WORK INSTRUCTIONS
In the listing that follows, tally the lines containing "white"; give the count and nothing more.

*** Block opens ***

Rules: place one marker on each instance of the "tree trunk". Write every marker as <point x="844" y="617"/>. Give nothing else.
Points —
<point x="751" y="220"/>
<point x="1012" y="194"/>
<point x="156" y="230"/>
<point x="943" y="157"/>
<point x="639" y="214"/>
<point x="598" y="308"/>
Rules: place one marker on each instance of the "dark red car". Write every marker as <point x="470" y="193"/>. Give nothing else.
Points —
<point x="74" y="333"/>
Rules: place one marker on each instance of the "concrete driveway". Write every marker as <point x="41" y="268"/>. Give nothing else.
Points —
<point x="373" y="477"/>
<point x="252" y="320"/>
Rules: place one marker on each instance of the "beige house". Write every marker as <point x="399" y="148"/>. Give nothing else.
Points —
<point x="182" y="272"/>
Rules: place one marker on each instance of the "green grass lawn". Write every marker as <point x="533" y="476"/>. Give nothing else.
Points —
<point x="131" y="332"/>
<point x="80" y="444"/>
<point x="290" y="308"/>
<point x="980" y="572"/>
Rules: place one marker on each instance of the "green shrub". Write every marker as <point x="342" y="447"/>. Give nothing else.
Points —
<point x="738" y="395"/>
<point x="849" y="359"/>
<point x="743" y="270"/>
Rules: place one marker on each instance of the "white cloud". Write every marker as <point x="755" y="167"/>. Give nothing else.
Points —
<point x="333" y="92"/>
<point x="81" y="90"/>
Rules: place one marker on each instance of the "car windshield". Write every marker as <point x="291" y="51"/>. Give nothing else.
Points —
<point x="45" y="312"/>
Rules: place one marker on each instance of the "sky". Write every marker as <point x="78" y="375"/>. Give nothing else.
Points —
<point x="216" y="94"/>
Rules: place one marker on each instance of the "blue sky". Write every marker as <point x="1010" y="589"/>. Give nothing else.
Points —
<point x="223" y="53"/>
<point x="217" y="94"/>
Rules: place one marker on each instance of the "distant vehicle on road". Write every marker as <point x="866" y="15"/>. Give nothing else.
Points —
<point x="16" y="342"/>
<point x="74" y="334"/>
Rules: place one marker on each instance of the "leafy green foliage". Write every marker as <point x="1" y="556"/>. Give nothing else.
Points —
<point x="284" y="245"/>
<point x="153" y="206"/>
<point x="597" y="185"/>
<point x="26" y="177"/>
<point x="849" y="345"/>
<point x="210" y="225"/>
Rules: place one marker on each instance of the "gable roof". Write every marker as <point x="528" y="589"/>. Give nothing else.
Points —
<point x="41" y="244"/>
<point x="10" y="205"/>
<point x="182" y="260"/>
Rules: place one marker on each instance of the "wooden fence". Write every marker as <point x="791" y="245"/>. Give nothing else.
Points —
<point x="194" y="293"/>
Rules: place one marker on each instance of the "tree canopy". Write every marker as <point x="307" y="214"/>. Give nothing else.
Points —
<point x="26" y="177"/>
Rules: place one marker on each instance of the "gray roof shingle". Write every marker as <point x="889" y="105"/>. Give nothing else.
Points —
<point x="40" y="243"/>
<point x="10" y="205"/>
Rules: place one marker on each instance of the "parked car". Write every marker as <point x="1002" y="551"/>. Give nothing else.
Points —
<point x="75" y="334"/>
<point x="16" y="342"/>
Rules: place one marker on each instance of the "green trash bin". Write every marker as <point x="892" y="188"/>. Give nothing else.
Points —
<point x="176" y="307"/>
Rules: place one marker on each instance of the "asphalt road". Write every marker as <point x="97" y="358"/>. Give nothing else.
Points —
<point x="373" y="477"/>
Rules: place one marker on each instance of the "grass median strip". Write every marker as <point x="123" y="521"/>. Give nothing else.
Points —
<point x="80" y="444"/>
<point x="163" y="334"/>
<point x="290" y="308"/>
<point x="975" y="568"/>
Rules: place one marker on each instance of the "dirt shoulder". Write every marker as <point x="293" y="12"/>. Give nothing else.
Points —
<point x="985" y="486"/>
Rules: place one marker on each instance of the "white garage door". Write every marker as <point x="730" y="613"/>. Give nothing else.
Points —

*** Block closes ***

WRITTEN RESPONSE
2